■ **Exercise goal**:
Reproduce verbatim the stretch of the records below from the line containing "Target: white interior door" through the end of the records, both ends included.

(Entries from a dataset)
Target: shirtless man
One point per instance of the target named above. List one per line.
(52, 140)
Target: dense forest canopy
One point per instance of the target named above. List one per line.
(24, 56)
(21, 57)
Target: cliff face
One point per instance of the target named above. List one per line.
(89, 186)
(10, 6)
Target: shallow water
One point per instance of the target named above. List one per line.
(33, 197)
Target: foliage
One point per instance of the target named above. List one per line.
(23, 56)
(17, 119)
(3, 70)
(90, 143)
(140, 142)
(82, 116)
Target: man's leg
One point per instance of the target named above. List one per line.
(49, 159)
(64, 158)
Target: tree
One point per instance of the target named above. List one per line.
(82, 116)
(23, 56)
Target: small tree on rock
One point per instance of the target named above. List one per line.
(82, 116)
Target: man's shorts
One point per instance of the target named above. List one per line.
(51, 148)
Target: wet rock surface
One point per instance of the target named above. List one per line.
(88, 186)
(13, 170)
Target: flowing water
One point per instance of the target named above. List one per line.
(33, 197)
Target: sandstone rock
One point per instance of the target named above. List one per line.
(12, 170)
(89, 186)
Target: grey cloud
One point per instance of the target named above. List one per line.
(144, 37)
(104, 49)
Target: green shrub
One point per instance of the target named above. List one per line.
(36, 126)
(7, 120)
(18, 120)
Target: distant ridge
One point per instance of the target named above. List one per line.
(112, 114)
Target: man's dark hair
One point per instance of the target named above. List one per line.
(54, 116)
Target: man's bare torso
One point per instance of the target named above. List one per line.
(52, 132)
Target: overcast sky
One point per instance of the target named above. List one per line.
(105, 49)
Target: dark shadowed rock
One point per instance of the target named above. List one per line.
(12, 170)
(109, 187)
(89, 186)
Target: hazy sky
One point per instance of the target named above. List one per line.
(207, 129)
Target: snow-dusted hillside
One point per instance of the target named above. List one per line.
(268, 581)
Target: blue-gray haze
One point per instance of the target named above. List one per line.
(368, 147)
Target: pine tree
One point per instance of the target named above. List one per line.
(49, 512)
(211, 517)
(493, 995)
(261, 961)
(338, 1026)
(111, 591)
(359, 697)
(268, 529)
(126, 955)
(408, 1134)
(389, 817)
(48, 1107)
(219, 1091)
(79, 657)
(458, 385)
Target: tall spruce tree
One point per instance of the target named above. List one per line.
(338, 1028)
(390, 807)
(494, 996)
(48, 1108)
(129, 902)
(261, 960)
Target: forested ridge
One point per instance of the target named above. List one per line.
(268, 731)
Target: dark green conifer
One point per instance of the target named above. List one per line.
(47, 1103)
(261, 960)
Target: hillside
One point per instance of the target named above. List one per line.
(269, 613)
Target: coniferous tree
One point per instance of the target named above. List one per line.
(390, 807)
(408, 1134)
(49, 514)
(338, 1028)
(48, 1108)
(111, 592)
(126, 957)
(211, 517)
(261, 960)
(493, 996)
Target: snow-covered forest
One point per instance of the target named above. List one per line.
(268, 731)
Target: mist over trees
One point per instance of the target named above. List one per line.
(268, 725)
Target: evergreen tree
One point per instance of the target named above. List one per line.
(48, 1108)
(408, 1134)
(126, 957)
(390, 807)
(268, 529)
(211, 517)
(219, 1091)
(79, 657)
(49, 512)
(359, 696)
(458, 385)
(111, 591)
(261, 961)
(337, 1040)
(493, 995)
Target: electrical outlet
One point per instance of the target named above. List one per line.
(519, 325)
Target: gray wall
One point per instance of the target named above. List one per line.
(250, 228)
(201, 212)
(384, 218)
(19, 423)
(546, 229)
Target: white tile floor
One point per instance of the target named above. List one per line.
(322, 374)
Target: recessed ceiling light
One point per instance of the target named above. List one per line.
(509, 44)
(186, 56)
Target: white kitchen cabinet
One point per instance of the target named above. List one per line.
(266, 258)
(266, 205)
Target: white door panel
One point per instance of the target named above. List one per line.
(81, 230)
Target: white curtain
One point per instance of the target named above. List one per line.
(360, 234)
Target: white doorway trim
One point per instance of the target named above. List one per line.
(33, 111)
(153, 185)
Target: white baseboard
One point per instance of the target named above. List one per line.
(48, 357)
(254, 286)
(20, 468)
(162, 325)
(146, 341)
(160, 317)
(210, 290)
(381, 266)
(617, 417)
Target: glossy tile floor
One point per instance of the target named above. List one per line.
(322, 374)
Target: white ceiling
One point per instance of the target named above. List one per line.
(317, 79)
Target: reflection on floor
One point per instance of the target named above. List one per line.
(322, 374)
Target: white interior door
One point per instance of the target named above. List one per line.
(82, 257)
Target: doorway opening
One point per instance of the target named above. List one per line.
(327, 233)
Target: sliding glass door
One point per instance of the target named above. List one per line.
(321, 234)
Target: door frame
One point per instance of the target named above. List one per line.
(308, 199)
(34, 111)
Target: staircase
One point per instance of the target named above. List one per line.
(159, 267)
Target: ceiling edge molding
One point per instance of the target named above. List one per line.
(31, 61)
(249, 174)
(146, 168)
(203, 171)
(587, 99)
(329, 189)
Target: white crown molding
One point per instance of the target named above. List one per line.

■ **The reply**:
Target: white interior door
One point per instance of the target named above. List one per line.
(82, 257)
Target: doorway opening
One point per instance of the target named above. List one per line.
(327, 233)
Target: sliding glass door
One point per instance of the target named above. List one per line.
(321, 234)
Target: door frame
One point per instance of the target named above. List one per line.
(308, 199)
(34, 111)
Target: staircase
One point per instance of the target named above. List one per line.
(159, 267)
Target: ceiling edge molding
One point per instance of the target named above. List one per line.
(31, 61)
(249, 174)
(146, 168)
(203, 171)
(587, 99)
(329, 189)
Target: white crown molding
One point per instance of the target named above. List one per line.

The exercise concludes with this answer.